Set exercise: Repeat everything in the material from the line that contains "Segment shirt collar" down to the line that contains "[120, 59, 130, 64]", both of those lines included, word for word.

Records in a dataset
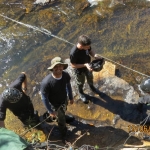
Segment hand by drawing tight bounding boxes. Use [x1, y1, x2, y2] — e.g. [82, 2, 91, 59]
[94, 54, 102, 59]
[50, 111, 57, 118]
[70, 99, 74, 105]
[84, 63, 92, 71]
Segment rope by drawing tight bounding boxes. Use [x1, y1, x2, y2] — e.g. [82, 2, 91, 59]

...

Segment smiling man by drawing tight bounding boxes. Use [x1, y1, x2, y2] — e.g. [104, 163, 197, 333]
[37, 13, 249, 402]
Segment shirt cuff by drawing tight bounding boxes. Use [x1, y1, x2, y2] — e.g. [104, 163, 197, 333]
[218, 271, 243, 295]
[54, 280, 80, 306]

--

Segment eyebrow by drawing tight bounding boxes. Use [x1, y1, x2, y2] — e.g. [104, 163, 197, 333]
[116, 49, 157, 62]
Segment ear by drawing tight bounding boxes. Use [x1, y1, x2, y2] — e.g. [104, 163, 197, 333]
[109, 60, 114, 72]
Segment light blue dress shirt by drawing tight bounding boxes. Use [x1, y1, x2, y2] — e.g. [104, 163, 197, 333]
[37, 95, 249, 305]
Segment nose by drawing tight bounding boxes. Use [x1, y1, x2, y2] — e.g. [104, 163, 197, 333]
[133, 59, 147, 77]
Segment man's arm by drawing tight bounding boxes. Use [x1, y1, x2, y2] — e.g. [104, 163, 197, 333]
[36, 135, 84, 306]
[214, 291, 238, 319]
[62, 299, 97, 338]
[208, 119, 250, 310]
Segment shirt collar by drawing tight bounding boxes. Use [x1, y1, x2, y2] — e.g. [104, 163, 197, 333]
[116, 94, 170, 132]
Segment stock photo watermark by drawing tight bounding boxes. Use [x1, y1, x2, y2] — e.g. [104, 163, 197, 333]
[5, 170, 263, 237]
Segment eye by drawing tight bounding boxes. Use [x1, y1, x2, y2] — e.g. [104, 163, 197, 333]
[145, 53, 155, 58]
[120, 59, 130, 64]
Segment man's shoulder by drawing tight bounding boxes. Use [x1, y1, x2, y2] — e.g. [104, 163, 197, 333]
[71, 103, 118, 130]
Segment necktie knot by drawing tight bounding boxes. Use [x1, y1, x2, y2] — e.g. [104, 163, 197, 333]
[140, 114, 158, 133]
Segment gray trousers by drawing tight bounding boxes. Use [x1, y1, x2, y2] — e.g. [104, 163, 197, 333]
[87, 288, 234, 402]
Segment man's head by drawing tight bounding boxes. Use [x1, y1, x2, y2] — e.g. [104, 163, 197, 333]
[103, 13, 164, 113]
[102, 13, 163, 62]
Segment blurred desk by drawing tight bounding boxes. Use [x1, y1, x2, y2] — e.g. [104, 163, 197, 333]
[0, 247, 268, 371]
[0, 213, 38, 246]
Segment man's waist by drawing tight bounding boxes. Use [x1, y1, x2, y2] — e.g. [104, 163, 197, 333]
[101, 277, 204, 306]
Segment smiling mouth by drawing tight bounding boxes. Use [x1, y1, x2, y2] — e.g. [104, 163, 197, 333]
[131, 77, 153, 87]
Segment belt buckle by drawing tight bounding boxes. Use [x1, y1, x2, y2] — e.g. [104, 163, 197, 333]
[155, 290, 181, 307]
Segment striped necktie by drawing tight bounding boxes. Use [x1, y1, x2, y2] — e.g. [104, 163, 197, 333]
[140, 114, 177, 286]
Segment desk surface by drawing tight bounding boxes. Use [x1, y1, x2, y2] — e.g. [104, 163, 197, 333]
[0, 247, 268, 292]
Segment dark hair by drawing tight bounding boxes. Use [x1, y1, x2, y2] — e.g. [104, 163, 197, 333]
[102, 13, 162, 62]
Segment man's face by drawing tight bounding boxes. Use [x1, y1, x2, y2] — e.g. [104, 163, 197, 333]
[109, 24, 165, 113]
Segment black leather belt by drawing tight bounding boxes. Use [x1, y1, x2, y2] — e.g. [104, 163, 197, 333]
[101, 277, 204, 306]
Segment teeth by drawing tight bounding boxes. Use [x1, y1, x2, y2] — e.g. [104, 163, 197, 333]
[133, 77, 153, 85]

Answer for this exercise:
Segment shirt collar by drawing tight bounding boxes. Use [x1, y1, x2, y2] — e.g. [104, 163, 197, 333]
[116, 94, 170, 132]
Segment stock photo watermark by drawing tight bounding boxes. Use [x1, y1, x2, y2] — e.g. [104, 163, 197, 333]
[5, 170, 263, 237]
Segment eye by drawing tight bounding boxes. Use [x1, y1, x2, y2] — e.g. [104, 163, 197, 333]
[145, 53, 155, 58]
[120, 59, 130, 64]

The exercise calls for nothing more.